[Goal of the exercise] Count the lines in the entries that contain the string "below", matching case exactly, and give only the number.

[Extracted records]
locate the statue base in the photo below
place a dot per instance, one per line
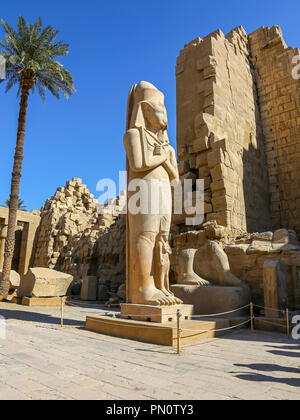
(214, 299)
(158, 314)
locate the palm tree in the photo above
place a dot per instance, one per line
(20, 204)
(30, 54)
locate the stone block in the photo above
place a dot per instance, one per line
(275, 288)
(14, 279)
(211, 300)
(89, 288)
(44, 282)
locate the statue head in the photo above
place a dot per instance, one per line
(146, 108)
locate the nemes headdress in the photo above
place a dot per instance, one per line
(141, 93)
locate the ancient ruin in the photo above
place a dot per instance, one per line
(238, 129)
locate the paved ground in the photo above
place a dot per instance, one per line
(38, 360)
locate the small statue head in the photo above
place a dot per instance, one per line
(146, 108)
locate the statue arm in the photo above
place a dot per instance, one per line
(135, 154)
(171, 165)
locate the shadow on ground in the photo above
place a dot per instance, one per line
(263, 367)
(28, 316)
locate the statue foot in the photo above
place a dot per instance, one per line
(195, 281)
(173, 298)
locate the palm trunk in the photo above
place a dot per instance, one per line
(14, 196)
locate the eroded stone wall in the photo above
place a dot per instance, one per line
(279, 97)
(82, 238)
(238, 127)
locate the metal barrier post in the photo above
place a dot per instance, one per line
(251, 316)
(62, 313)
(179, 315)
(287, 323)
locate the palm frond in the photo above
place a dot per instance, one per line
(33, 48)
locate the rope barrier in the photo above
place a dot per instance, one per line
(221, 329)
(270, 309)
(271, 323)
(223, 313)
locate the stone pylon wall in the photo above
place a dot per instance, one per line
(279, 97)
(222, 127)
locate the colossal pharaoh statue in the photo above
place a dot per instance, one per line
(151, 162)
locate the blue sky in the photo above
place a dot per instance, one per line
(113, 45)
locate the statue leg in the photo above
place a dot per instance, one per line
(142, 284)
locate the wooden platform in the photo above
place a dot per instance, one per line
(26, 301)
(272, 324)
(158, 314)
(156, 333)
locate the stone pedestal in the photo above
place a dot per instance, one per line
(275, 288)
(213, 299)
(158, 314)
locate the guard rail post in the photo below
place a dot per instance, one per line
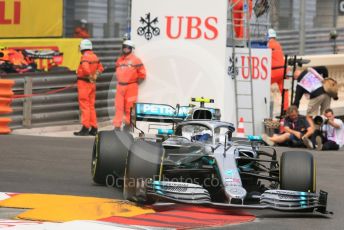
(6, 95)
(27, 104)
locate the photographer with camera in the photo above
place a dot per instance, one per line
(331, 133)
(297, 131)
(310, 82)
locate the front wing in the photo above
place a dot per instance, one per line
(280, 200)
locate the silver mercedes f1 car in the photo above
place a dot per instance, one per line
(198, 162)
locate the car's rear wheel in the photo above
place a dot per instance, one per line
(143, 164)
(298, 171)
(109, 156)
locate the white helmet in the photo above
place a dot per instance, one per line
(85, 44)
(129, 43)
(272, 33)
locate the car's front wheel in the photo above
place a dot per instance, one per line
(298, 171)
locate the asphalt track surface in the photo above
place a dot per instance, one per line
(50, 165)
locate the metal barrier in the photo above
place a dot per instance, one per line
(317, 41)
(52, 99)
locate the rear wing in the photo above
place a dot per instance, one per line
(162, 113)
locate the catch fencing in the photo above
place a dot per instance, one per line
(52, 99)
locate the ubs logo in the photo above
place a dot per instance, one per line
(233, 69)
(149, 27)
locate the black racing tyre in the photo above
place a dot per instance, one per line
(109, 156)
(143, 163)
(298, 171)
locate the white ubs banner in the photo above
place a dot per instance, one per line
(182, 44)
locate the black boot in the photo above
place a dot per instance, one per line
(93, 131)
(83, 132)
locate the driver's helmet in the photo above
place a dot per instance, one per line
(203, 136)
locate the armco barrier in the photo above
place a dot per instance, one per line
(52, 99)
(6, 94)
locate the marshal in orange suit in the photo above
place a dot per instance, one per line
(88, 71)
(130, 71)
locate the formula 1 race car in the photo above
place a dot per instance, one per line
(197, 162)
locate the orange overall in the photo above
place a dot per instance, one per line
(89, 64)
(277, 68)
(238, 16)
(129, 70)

---

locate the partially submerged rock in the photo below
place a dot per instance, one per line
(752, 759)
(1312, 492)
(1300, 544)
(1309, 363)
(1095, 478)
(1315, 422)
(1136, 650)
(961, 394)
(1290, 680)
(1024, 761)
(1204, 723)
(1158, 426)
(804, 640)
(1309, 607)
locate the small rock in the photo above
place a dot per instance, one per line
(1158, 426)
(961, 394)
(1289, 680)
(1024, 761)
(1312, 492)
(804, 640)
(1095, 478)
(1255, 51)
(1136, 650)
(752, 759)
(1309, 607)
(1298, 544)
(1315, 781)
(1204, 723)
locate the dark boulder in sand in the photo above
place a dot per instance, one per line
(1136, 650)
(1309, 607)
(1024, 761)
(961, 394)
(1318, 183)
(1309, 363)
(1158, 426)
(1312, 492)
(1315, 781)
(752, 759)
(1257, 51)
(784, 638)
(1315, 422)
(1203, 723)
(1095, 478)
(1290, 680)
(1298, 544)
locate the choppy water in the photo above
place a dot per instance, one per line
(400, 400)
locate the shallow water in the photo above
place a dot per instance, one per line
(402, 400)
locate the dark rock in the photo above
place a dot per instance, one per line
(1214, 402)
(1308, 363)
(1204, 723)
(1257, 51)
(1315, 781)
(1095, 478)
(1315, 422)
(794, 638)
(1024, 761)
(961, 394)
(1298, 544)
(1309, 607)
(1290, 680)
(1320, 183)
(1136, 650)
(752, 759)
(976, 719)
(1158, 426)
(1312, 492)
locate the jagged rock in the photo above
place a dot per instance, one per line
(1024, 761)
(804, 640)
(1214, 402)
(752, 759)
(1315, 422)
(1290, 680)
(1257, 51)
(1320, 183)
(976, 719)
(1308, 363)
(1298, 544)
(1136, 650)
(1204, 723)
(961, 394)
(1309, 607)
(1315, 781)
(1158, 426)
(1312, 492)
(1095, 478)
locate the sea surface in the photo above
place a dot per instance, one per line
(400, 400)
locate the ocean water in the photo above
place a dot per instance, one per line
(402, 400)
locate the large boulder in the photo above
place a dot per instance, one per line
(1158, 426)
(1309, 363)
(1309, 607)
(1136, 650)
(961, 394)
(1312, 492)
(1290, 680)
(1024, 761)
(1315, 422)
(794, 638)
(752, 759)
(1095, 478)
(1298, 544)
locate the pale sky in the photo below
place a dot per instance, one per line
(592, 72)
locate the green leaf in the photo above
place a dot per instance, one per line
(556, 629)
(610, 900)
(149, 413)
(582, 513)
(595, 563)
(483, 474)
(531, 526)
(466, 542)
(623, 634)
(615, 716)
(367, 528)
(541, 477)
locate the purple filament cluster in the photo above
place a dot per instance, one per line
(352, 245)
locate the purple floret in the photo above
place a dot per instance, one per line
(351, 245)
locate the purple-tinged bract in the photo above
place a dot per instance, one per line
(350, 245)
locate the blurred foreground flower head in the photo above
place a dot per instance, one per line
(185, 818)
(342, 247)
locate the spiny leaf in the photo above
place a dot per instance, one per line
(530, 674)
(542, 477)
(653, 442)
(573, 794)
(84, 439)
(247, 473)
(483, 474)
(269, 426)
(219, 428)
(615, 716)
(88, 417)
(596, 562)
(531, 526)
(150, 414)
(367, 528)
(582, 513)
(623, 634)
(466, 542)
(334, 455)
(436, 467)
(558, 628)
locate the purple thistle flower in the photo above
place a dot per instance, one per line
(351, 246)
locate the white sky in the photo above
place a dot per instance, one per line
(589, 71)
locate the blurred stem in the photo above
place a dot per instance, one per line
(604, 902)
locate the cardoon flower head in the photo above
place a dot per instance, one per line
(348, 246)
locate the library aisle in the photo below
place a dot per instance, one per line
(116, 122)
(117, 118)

[Full solution] 5